■ Exercise details
Nothing in the entries may be altered; copy them all exactly.
****************
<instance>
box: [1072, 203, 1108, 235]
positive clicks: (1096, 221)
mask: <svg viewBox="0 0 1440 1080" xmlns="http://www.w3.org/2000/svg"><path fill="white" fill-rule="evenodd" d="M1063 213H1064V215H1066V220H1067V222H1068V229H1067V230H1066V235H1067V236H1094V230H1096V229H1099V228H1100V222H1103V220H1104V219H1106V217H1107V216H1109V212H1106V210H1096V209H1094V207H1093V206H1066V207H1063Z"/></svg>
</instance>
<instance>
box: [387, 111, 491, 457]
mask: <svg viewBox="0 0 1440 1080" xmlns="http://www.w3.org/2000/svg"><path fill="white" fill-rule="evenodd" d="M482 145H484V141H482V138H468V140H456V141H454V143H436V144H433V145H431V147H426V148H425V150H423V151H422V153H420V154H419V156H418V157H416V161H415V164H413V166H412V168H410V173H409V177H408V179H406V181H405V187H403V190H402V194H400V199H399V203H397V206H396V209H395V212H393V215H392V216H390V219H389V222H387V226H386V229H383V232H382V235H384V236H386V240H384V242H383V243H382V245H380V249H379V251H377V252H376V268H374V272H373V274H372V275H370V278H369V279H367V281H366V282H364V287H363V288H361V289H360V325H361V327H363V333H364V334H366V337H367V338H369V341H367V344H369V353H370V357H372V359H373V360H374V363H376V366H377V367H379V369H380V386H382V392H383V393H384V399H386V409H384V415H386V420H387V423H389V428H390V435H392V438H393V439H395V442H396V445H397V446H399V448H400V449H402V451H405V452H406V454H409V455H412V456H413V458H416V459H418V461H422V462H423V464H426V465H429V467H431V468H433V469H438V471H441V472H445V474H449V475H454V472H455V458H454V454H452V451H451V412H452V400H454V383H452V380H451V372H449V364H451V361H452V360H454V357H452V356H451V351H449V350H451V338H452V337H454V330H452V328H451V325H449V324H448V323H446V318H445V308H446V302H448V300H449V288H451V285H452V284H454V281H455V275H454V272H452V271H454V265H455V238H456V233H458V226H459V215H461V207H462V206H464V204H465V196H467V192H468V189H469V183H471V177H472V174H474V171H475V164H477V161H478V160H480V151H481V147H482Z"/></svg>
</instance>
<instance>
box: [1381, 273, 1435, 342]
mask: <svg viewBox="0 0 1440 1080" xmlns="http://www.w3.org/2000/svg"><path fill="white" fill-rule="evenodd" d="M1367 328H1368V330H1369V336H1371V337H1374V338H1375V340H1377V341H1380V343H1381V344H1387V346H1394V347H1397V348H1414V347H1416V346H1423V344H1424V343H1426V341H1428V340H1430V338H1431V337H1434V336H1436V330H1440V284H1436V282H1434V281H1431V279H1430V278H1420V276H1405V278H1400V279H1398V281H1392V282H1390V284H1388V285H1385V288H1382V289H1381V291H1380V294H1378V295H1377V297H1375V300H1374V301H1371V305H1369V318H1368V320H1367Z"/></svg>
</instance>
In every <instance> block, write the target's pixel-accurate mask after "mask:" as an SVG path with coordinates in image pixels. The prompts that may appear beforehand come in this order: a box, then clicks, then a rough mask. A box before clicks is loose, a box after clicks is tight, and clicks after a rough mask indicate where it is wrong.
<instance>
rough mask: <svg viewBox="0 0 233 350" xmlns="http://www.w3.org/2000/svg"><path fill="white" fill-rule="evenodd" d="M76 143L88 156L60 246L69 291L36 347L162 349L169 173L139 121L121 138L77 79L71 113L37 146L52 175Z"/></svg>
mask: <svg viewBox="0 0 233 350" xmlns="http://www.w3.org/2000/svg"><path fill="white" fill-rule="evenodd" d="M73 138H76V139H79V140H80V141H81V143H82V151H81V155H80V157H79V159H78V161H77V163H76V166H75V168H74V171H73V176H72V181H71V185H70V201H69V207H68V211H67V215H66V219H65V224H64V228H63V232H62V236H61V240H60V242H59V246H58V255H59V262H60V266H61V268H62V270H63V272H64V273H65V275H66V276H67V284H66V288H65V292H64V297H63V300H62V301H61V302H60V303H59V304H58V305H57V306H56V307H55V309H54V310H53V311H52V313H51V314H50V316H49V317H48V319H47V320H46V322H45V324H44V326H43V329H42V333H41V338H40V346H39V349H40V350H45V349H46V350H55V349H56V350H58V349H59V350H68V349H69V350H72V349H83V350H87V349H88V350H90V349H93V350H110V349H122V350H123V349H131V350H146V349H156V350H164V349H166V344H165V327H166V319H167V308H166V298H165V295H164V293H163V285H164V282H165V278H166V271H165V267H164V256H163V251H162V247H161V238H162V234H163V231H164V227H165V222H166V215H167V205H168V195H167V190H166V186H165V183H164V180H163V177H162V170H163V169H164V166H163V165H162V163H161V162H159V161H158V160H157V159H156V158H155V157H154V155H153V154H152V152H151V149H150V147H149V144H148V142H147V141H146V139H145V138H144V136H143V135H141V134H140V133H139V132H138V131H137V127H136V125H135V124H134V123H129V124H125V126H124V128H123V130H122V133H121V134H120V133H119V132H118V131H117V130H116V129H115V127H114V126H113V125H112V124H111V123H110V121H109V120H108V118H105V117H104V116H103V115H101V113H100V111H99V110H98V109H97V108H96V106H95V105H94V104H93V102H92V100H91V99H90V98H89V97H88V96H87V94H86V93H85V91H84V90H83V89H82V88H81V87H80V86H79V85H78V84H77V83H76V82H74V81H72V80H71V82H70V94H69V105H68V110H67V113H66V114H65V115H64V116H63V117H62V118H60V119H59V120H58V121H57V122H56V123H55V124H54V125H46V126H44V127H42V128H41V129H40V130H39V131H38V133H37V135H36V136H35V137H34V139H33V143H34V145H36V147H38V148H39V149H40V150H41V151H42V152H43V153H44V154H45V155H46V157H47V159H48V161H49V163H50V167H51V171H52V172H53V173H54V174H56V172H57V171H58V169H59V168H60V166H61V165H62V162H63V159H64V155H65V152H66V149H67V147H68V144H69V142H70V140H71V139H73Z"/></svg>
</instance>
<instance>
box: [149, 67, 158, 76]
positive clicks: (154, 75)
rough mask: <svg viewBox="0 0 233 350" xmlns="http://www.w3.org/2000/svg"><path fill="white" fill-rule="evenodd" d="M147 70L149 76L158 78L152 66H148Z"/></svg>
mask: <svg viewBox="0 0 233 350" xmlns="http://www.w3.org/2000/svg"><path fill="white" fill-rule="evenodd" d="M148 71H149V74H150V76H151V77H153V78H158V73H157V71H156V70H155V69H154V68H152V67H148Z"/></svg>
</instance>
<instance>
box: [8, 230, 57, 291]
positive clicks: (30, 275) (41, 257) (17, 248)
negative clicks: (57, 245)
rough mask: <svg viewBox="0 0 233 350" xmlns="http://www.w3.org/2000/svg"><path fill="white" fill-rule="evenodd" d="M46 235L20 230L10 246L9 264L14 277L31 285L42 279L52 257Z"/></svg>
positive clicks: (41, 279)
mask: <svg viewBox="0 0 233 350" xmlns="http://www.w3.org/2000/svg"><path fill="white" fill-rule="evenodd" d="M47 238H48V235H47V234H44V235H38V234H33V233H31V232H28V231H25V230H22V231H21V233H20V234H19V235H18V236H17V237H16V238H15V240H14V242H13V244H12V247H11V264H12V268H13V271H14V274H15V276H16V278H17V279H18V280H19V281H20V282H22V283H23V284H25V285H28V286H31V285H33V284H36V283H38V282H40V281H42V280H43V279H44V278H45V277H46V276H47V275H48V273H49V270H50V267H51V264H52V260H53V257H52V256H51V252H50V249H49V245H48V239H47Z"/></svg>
****************
■ Worked solution
<instance>
box: [1072, 203, 1108, 235]
positive clicks: (1096, 221)
mask: <svg viewBox="0 0 1440 1080" xmlns="http://www.w3.org/2000/svg"><path fill="white" fill-rule="evenodd" d="M1063 213H1064V215H1066V220H1067V222H1068V229H1067V230H1066V235H1067V236H1094V230H1096V229H1099V228H1100V222H1103V220H1104V219H1106V217H1107V216H1109V212H1106V210H1096V209H1094V207H1093V206H1066V207H1063Z"/></svg>
</instance>
<instance>
box: [387, 111, 491, 457]
mask: <svg viewBox="0 0 1440 1080" xmlns="http://www.w3.org/2000/svg"><path fill="white" fill-rule="evenodd" d="M482 145H484V141H482V138H468V140H456V141H454V143H436V144H433V145H431V147H426V148H425V150H423V151H422V153H420V154H419V156H418V157H416V161H415V164H413V166H412V168H410V173H409V177H408V179H406V181H405V187H403V190H402V194H400V199H399V203H397V206H396V209H395V212H393V215H392V216H390V219H389V222H387V226H386V229H383V232H382V235H384V236H386V240H384V242H383V243H382V245H380V249H379V251H377V252H376V268H374V272H373V274H372V275H370V278H369V279H367V281H366V282H364V287H363V288H361V289H360V325H361V327H363V333H364V334H366V337H367V338H369V341H367V344H369V353H370V357H372V359H373V360H374V363H376V366H377V367H379V369H380V386H382V392H383V393H384V399H386V409H384V415H386V420H387V423H389V428H390V435H392V438H393V439H395V442H396V445H397V446H399V448H400V449H402V451H405V452H406V454H409V455H412V456H413V458H416V459H418V461H422V462H423V464H426V465H429V467H431V468H433V469H438V471H441V472H445V474H449V475H454V472H455V458H454V454H452V451H451V412H452V400H454V383H452V380H451V372H449V364H451V361H452V360H454V357H452V356H451V351H449V350H451V338H452V337H454V330H452V328H451V325H449V324H448V323H446V318H445V308H446V302H448V300H449V288H451V285H452V284H454V281H455V275H454V272H452V271H454V265H455V238H456V233H458V226H459V215H461V207H462V206H464V204H465V196H467V192H468V189H469V183H471V177H472V174H474V171H475V164H477V161H478V160H480V151H481V147H482Z"/></svg>
</instance>
<instance>
box: [1381, 273, 1435, 342]
mask: <svg viewBox="0 0 1440 1080" xmlns="http://www.w3.org/2000/svg"><path fill="white" fill-rule="evenodd" d="M1367 328H1368V330H1369V336H1371V337H1374V338H1375V340H1377V341H1380V343H1381V344H1387V346H1394V347H1397V348H1414V347H1416V346H1423V344H1424V343H1426V341H1428V340H1430V338H1431V337H1434V336H1436V330H1440V284H1436V282H1434V281H1431V279H1430V278H1420V276H1405V278H1400V279H1398V281H1392V282H1390V284H1388V285H1385V288H1382V289H1381V291H1380V294H1378V295H1377V297H1375V300H1374V301H1371V305H1369V318H1368V320H1367Z"/></svg>
</instance>
In every <instance> block, write the target's pixel-accurate mask after "mask:" as an SVG path with coordinates in image pixels. The prompts that may appear beforehand come in this order: a box, then clicks, then a rough mask. A box before clicks is loose, a box after clicks is tight, and clicks after a rough mask indicate where it is wrong.
<instance>
rough mask: <svg viewBox="0 0 233 350" xmlns="http://www.w3.org/2000/svg"><path fill="white" fill-rule="evenodd" d="M76 143L88 156L60 246L69 291L36 347L162 349L169 173L139 121L121 138L77 79L71 113L37 146L52 175Z"/></svg>
mask: <svg viewBox="0 0 233 350" xmlns="http://www.w3.org/2000/svg"><path fill="white" fill-rule="evenodd" d="M73 138H76V139H79V140H80V141H81V143H82V151H81V155H80V157H79V159H78V161H77V163H76V166H75V168H74V171H73V176H72V181H71V185H70V201H69V207H68V211H67V215H66V219H65V224H64V228H63V232H62V236H61V240H60V242H59V246H58V255H59V262H60V266H61V268H62V270H63V272H64V273H65V275H66V276H67V284H66V288H65V292H64V297H63V300H62V301H61V302H60V303H59V304H58V305H57V306H56V307H55V309H54V310H53V311H52V313H51V314H50V316H49V317H48V319H47V320H46V322H45V324H44V326H43V329H42V333H41V338H40V346H39V349H40V350H45V349H46V350H55V349H56V350H58V349H59V350H68V349H69V350H72V349H83V350H87V349H88V350H90V349H93V350H110V349H122V350H123V349H131V350H146V349H156V350H164V349H166V344H165V327H166V319H167V308H166V298H165V295H164V293H163V285H164V282H165V278H166V271H165V267H164V256H163V251H162V247H161V238H162V234H163V231H164V227H165V222H166V215H167V205H168V195H167V190H166V186H165V183H164V180H163V177H162V170H163V169H164V166H163V165H162V163H161V162H159V161H158V160H157V159H156V158H155V157H154V155H153V154H152V152H151V149H150V147H149V144H148V142H147V141H146V139H145V138H144V136H143V135H141V134H140V133H139V132H138V131H137V127H136V125H135V124H134V123H129V124H125V126H124V128H123V130H122V133H121V134H120V133H119V132H118V131H117V130H116V129H115V127H114V126H113V125H112V124H111V123H110V121H109V120H108V118H105V117H104V116H103V115H101V113H100V111H99V110H98V109H97V108H96V106H95V105H94V104H93V102H92V100H91V99H90V98H89V97H88V96H87V94H86V93H85V91H84V90H83V89H82V88H81V87H80V86H79V85H78V84H77V83H76V82H74V81H72V80H71V82H70V94H69V105H68V110H67V113H66V114H65V115H64V116H63V117H62V118H60V119H59V120H58V121H57V122H56V123H55V124H54V125H46V126H44V127H42V128H41V129H40V130H39V131H38V133H37V135H36V136H35V137H34V139H33V143H34V145H36V147H38V148H39V149H40V150H41V151H42V152H43V153H44V154H45V155H46V157H47V159H48V161H49V163H50V167H51V171H52V172H53V173H54V174H56V172H57V171H58V169H59V168H60V166H61V165H62V162H63V159H64V155H65V152H66V149H67V147H68V144H69V142H70V140H71V139H73Z"/></svg>
</instance>
<instance>
box: [149, 67, 158, 76]
positive clicks: (154, 75)
rough mask: <svg viewBox="0 0 233 350" xmlns="http://www.w3.org/2000/svg"><path fill="white" fill-rule="evenodd" d="M147 70L149 76L158 78L152 66H148Z"/></svg>
mask: <svg viewBox="0 0 233 350" xmlns="http://www.w3.org/2000/svg"><path fill="white" fill-rule="evenodd" d="M148 71H149V74H150V76H151V77H153V78H158V73H157V71H156V70H155V69H154V68H152V67H148Z"/></svg>
</instance>
<instance>
box: [8, 230, 57, 291]
positive clicks: (30, 275) (41, 257) (17, 248)
negative clicks: (57, 245)
rough mask: <svg viewBox="0 0 233 350" xmlns="http://www.w3.org/2000/svg"><path fill="white" fill-rule="evenodd" d="M46 235L20 230L10 246L9 264L14 277L31 285L42 279L52 257Z"/></svg>
positive clicks: (41, 279)
mask: <svg viewBox="0 0 233 350" xmlns="http://www.w3.org/2000/svg"><path fill="white" fill-rule="evenodd" d="M47 238H48V235H47V234H44V235H38V234H33V233H31V232H28V231H25V230H22V231H21V233H20V234H19V235H18V236H17V237H16V238H15V240H14V242H13V244H12V247H11V264H12V268H13V271H14V274H15V276H16V278H17V279H18V280H19V281H20V282H22V283H23V284H25V285H28V286H31V285H33V284H36V283H38V282H40V281H42V280H43V279H44V278H45V277H46V276H47V275H48V273H49V270H50V267H51V264H52V260H53V257H52V256H51V252H50V249H49V245H48V239H47Z"/></svg>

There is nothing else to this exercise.